──────── Data records ────────

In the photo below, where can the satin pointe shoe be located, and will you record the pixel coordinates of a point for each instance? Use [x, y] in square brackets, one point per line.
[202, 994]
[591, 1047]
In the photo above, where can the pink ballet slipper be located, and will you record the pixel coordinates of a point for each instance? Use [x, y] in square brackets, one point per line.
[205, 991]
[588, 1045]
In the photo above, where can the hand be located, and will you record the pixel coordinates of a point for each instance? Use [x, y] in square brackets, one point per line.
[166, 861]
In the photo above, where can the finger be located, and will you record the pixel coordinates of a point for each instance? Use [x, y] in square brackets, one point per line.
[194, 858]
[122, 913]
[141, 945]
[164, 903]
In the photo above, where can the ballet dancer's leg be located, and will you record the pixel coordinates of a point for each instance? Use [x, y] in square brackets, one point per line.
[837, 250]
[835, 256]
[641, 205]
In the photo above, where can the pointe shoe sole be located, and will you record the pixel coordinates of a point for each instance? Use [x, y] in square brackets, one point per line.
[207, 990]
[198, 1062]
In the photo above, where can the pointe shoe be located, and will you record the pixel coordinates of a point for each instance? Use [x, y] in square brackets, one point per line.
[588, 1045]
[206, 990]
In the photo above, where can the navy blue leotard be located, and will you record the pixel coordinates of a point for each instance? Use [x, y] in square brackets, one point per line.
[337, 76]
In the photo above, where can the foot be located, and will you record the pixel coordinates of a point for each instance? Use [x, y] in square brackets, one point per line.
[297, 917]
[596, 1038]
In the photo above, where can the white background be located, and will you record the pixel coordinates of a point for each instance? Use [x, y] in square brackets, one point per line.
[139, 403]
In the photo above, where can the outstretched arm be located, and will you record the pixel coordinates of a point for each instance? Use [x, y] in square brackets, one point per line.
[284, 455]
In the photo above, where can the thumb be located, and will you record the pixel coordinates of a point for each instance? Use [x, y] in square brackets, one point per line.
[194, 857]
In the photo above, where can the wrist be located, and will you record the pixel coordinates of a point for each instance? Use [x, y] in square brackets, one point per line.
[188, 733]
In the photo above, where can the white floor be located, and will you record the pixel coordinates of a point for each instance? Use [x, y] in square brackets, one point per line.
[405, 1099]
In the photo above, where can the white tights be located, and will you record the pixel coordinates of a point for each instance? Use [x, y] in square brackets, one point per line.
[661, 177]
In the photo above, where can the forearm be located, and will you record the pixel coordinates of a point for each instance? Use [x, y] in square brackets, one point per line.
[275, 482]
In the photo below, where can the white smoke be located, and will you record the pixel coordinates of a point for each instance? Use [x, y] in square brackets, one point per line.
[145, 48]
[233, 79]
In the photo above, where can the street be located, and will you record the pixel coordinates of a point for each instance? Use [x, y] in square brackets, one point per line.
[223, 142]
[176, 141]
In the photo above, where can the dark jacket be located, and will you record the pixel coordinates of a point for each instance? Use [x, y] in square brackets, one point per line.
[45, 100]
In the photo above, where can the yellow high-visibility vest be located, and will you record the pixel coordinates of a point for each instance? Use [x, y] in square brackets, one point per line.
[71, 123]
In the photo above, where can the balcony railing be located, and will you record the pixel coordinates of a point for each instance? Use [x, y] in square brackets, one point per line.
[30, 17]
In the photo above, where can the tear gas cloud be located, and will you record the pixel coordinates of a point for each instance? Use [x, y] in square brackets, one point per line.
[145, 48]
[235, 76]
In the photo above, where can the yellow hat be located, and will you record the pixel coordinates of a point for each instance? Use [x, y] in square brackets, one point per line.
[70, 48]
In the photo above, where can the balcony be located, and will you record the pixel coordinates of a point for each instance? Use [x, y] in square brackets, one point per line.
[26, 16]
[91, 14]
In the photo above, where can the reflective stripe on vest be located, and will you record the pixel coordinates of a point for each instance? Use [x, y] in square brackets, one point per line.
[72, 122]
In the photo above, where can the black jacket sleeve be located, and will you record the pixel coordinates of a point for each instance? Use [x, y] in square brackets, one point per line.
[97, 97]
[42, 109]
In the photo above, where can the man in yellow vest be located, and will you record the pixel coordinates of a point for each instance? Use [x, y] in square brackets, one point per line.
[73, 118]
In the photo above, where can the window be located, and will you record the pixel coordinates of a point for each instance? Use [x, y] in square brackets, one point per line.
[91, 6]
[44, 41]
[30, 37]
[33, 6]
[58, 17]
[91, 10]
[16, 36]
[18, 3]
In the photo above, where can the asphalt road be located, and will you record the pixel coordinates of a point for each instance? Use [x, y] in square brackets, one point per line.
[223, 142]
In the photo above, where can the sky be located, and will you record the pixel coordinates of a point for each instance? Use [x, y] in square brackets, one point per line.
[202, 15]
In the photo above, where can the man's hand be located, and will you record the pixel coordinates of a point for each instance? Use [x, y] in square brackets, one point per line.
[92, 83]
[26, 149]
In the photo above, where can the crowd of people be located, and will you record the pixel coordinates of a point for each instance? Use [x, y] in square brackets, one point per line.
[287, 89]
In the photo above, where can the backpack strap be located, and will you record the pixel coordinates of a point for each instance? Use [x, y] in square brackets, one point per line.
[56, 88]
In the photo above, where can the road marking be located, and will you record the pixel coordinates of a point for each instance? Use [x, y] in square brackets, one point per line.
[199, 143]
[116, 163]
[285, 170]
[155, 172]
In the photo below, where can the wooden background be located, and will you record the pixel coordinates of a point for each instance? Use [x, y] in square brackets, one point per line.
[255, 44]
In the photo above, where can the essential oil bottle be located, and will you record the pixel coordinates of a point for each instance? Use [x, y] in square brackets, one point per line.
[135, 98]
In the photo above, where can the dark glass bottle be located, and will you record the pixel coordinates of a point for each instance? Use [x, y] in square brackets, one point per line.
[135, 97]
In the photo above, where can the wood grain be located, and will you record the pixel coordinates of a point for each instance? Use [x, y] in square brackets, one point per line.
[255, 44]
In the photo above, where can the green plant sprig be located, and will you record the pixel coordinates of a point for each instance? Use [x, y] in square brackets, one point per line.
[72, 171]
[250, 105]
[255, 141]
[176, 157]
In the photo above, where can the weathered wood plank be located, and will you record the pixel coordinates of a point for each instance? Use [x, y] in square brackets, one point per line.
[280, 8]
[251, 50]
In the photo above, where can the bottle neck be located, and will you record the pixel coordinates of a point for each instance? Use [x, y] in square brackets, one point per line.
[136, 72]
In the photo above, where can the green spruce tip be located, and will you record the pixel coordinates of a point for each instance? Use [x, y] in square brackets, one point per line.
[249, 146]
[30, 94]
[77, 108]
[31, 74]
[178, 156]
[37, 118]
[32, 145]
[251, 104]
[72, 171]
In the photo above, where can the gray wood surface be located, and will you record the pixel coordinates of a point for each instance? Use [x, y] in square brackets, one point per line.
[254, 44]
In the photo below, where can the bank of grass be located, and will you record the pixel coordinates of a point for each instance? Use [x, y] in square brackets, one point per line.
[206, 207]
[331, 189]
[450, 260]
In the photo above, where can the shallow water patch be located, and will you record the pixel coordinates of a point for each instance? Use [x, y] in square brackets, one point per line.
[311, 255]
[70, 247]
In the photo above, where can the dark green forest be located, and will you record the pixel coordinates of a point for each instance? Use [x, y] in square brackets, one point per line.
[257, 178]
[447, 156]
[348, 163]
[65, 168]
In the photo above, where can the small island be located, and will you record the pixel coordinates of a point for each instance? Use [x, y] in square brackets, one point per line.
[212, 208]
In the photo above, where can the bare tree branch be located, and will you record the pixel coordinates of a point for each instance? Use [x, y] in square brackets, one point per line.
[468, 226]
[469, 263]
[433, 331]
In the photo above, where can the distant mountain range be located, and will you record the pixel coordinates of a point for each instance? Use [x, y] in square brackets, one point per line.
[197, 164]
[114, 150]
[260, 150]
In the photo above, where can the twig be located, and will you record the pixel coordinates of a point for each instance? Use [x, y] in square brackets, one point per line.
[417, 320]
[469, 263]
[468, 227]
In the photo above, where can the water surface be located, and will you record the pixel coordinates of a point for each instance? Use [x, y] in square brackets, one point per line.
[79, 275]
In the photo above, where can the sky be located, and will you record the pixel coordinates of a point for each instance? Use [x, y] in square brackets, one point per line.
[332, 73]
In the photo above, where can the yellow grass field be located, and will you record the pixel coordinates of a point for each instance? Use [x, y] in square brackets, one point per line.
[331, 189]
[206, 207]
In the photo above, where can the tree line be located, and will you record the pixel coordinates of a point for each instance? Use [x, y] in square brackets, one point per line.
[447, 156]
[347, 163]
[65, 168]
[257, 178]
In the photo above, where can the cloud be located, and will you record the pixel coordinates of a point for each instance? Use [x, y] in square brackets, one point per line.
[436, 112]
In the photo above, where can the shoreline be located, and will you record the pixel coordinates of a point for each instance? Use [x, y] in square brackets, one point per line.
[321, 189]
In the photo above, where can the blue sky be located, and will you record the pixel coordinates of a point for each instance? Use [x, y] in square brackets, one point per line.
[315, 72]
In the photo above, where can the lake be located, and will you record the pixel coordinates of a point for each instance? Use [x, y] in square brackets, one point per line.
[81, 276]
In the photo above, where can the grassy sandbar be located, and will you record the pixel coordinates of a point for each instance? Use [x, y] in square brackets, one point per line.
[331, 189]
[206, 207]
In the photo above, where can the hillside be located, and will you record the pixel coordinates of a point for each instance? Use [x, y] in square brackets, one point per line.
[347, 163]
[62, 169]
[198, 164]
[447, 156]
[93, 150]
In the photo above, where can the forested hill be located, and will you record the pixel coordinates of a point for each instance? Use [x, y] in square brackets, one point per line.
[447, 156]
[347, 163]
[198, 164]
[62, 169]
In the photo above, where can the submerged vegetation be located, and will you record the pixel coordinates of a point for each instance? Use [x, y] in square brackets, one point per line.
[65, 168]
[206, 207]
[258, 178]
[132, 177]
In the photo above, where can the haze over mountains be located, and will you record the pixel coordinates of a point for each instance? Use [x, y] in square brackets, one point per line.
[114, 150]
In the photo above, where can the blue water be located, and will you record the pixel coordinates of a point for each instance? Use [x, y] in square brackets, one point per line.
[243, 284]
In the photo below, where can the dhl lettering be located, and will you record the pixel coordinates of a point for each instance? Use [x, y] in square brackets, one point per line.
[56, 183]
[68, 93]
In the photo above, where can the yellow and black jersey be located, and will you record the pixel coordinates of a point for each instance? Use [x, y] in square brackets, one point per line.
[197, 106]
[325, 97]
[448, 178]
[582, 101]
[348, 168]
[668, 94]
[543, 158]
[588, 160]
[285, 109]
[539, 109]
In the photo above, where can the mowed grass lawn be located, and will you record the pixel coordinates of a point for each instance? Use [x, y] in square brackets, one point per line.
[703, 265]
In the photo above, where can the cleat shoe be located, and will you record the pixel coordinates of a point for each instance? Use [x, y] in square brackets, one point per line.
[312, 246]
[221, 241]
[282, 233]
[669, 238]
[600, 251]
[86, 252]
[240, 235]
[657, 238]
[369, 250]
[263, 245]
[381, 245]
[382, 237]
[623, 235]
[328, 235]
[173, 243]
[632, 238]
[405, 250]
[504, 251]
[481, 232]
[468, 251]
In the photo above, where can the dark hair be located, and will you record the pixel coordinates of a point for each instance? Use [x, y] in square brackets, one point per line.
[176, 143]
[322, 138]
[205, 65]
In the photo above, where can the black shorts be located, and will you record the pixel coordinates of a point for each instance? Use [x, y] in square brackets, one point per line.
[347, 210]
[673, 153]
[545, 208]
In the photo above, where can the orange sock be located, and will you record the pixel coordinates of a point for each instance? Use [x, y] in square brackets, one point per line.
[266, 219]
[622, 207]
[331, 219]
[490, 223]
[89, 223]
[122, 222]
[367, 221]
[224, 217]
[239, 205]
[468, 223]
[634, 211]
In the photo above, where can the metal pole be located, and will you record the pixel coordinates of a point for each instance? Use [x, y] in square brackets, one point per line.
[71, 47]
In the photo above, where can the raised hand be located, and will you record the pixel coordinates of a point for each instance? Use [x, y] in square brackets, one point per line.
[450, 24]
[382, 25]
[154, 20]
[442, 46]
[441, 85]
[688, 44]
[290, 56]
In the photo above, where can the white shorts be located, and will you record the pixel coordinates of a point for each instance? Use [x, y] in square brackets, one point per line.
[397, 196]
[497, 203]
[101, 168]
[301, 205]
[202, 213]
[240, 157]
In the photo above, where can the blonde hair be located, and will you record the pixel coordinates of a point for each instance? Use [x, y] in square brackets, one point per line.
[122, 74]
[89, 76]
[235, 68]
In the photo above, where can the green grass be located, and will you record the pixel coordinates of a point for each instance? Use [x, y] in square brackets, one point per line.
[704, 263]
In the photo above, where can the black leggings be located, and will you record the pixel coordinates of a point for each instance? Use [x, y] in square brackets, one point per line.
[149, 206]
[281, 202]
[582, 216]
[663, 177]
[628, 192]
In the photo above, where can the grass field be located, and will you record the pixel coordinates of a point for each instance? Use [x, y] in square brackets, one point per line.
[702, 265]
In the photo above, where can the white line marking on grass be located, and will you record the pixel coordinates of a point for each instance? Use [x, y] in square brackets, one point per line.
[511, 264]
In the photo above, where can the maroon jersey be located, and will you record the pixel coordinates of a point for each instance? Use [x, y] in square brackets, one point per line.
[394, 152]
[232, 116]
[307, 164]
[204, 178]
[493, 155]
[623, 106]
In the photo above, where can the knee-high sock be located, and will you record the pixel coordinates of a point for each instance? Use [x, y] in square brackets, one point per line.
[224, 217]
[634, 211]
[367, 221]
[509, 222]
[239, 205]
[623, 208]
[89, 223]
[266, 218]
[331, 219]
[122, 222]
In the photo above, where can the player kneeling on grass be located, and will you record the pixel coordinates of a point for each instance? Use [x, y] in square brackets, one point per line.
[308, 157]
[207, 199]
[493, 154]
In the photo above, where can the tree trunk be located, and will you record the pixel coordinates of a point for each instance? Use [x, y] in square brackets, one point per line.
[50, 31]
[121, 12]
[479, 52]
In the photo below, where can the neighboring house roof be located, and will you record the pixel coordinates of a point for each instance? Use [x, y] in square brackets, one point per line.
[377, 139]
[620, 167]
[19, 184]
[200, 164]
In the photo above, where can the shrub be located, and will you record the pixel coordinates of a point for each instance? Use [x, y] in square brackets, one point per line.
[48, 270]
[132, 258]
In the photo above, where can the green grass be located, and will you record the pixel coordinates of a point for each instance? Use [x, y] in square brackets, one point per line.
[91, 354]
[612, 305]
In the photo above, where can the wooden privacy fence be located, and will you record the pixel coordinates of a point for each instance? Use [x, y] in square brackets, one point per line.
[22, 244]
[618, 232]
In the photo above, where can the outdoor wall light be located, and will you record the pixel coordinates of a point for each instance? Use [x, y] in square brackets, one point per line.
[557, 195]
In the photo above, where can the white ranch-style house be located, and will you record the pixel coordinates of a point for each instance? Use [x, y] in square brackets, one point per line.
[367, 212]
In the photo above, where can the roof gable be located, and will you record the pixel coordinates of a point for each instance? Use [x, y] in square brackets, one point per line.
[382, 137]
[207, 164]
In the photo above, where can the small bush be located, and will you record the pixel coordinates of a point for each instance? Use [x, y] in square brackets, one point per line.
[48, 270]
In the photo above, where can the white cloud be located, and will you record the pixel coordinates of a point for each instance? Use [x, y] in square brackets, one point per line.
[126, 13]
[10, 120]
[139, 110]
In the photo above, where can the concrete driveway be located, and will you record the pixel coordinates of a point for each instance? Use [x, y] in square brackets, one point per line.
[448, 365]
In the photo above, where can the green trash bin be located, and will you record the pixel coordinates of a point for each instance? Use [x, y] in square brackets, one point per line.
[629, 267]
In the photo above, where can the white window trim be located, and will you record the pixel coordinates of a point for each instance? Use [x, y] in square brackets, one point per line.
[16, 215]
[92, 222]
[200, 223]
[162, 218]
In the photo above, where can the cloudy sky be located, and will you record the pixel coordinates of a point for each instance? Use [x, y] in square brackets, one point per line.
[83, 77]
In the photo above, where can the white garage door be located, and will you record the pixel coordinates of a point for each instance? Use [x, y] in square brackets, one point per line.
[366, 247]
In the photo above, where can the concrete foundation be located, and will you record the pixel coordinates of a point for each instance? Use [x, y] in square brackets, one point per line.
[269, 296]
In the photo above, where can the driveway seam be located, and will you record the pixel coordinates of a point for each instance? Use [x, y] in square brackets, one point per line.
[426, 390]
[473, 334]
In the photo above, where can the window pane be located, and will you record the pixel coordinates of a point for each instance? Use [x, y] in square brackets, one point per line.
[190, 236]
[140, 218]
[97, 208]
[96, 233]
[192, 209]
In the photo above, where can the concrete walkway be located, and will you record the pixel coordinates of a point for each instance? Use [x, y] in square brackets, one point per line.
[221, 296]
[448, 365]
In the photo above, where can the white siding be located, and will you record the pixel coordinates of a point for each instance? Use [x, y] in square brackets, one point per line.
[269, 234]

────────

• What is required: Could you give again exactly the lines from the line containing "In the photo above, where can the driveway" through the final line of the data above, and no others?

• Response for this exercise:
In the photo above, where can the driveway seam be located, and will you record the pixel coordinates of a point for each instance? Use [x, y] in square brackets, one point per line.
[426, 390]
[473, 334]
In the photo above, where can the window pane be located, and will you record the pixel coordinates of a point for each instance? Use [x, y] in square brackets, one point per line.
[190, 236]
[140, 218]
[97, 208]
[96, 233]
[192, 209]
In the photo above, where can the concrete walkway be located, and will you record the pixel coordinates of a point for each instance? Use [x, y] in square brackets, one point per line.
[221, 296]
[448, 365]
In the photo above, where can the white siding be located, and will you record the pixel coordinates of a point for each instance? Use [x, y] in square brackets, one point per line.
[269, 234]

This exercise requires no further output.